Document text:
════════════════════

AI in 2024

Table of Contents

Intro

As of this writing (April 5 2024) if you look at arxiv.org submissions for Machine Learning since April 1 there is 625 papers. In the past 12 months there was 17,468 papers just on on Neural Networks (Deep Learning). The field changes so much there is no way to keep up unless you can teach yourself how to read these papers and implement (optimize) them. We will learn here how exactly to do that because there is one constant that doesn't change and that's the original theory how all this works. There is also a resource called Depth First Learning where curriculums are built around papers so we can understand them written by the researchers of the paper themselves and try and implement them.

════════════════════

Source data:
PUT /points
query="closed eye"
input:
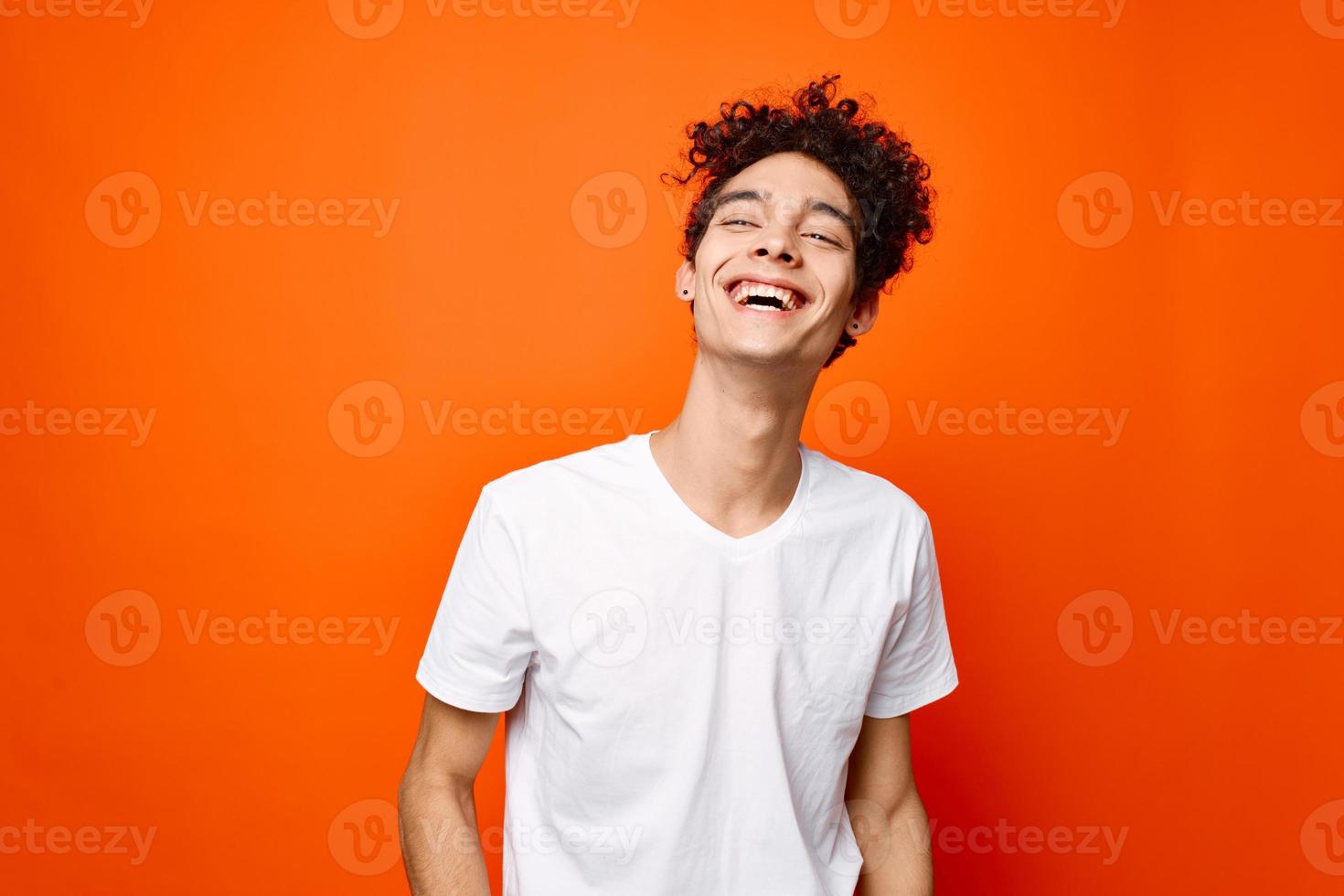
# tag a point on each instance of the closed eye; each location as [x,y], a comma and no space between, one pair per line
[742,220]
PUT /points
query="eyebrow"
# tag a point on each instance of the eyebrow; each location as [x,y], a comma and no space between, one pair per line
[812,205]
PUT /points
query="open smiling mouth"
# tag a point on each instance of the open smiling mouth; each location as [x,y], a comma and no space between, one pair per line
[766,297]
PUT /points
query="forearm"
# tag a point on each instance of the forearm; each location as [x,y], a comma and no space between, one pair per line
[441,845]
[897,859]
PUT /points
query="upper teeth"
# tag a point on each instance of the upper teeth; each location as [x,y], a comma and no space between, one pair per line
[750,288]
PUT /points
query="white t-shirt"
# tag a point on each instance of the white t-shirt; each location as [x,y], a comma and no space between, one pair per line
[688,700]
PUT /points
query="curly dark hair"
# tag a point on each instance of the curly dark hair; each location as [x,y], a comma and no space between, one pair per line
[874,162]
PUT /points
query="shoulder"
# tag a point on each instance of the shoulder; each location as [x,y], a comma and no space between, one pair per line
[863,497]
[557,486]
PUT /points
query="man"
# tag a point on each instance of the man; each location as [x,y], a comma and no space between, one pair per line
[709,637]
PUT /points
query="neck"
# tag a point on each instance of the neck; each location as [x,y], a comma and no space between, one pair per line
[732,450]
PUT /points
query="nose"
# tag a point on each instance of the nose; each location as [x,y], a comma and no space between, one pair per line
[777,240]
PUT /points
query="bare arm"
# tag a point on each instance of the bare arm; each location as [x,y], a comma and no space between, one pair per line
[887,816]
[440,841]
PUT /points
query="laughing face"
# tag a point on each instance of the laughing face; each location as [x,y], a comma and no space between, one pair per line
[774,272]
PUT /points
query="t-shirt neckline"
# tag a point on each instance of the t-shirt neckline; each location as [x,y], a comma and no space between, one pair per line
[692,523]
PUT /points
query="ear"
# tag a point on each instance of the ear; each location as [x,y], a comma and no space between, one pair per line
[864,314]
[686,280]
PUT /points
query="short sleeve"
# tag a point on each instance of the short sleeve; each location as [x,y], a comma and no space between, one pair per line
[915,667]
[480,645]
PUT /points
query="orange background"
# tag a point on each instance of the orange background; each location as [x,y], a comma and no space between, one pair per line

════════════════════

Activity:
Reproduce the text on AI in 2024 word for word, from its title through the last sentence.

Exercise output:
AI in 2024

Table of Contents

Intro

As of this writing (April 5 2024) if you look at arxiv.org submissions for Machine Learning since April 1 there is 625 papers. In the past 12 months there was 17,468 papers just on on Neural Networks (Deep Learning). The field changes so much there is no way to keep up unless you can teach yourself how to read these papers and implement (optimize) them. We will learn here how exactly to do that because there is one constant that doesn't change and that's the original theory how all this works. There is also a resource called Depth First Learning where curriculums are built around papers so we can understand them written by the researchers of the paper themselves and try and implement them.